PROMPT 1
Can you format the listing below as a numbered list, starting at its first line and ending at the line that contains "x=129, y=604", with blank lines left out?

I’m currently optimizing/restructuring some code which needs to access sparse, random, single words from large amounts of device memory… just about the worst case memory access pattern for CUDA! Unfortunately my code is memory bandwidth bottlenecked. This has led to some questions, not about my code, but just about CUDA and GPU memory access in general.
We know that current CUDA GPUs access memory in half-warp segments. Compute device 1.2 coalescing is much more versatile than earlier devices in that you don’t need to keep queried addresses in order as long as all the threads in the half-warp read from the same segment.
There’s a lot of detail in the programming guide in Chapter 5. This documents that in device 1.2+ (G200), you can use a transaction size as small as 32 bytes as long as each thread accesses memory by only 8-bit words. If you access by 16-bit words, your transaction size is 64 bytes. If you access by 32 bit words, your transaction size is 128 bytes.
These are all assuming the addresses you query are within the same memory segment.
But these query-size dependencies bother me. I’m not sure why the size of the word you access should make any difference. From the docs, it sounds like you’d get three different behaviors as follows:
__global__ kernel(char *deviceArray)

Pointing entries for labeled objects
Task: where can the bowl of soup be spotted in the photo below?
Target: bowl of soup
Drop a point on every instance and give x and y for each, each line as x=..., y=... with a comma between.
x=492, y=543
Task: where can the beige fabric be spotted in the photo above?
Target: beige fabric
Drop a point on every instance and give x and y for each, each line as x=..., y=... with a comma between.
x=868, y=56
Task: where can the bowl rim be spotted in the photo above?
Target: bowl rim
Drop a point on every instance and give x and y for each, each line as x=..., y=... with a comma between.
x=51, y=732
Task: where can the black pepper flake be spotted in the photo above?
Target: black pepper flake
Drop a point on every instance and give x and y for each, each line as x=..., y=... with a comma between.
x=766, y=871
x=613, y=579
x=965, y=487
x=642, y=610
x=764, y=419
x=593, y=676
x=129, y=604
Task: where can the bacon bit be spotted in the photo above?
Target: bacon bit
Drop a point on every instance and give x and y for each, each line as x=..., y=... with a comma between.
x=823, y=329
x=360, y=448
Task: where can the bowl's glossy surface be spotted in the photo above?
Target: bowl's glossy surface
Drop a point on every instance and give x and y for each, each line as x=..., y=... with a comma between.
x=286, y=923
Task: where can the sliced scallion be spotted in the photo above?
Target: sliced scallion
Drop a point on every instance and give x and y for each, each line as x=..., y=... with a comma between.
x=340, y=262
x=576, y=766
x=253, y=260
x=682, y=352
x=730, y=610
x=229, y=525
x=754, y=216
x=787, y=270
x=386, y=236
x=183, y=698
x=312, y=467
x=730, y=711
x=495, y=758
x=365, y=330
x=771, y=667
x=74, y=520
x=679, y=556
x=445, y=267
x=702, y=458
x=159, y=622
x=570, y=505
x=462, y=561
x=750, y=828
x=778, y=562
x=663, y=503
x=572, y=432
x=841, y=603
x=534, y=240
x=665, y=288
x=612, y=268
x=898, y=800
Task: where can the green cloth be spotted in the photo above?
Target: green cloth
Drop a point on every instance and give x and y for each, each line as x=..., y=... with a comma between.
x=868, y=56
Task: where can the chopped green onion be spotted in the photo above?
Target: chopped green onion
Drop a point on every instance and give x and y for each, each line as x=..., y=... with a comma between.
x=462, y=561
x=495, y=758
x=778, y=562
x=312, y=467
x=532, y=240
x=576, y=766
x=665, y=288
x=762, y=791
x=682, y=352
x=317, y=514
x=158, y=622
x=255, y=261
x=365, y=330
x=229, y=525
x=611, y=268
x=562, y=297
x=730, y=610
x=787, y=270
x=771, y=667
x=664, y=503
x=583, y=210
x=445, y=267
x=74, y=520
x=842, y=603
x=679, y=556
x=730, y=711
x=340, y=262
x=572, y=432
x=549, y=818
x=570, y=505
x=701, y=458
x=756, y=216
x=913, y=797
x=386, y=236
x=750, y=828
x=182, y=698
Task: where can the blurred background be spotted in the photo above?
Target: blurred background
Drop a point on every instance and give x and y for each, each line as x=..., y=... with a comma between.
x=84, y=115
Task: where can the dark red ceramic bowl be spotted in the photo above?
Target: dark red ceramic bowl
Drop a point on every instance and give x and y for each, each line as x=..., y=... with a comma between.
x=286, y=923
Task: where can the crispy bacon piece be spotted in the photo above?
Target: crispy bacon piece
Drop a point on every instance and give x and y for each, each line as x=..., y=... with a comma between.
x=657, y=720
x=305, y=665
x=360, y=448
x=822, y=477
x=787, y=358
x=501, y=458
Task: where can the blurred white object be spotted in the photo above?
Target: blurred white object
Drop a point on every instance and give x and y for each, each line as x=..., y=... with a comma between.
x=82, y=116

PROMPT 2
Does each statement agree with the CUDA memory access post above? Answer yes or no for each, and quote the deciding words of the post.
(a) On compute device 1.2, queried addresses need not stay in order if all threads in the half-warp read from the same segment.
(b) Accessing memory by 16-bit words gives a transaction size of 128 bytes.
(c) The writer's code is limited by memory bandwidth.

REPLY 1
1. Task: where can the bowl of soup be spotted in the photo below?
2. Target: bowl of soup
3. Drop a point on every instance and give x and y for each, each line as x=..., y=... with a comma between.
4. x=492, y=543
5. Task: where can the beige fabric be spotted in the photo above?
6. Target: beige fabric
7. Drop a point on every instance and give x and y for each, each line as x=..., y=... with a comma between.
8. x=868, y=56
9. Task: where can the bowl rim be spotted in the photo above?
10. Target: bowl rim
11. Drop a point on every instance and give x and y for each, each line as x=..., y=... with a comma between.
12. x=51, y=732
13. Task: where can the black pepper flake be spotted in the photo above?
14. Target: black pepper flake
15. Drop a point on every instance and give x and y for each, each line as x=..., y=... with a comma between.
16. x=766, y=871
17. x=613, y=579
18. x=965, y=487
19. x=642, y=610
20. x=764, y=419
21. x=593, y=676
22. x=129, y=604

REPLY 2
(a) Yes: "you don’t need to keep queried addresses in order as long as all the threads in the half-warp read from the same segment."
(b) No: "If you access by 16-bit words, your transaction size is 64 bytes."
(c) Yes: "Unfortunately my code is memory bandwidth bottlenecked."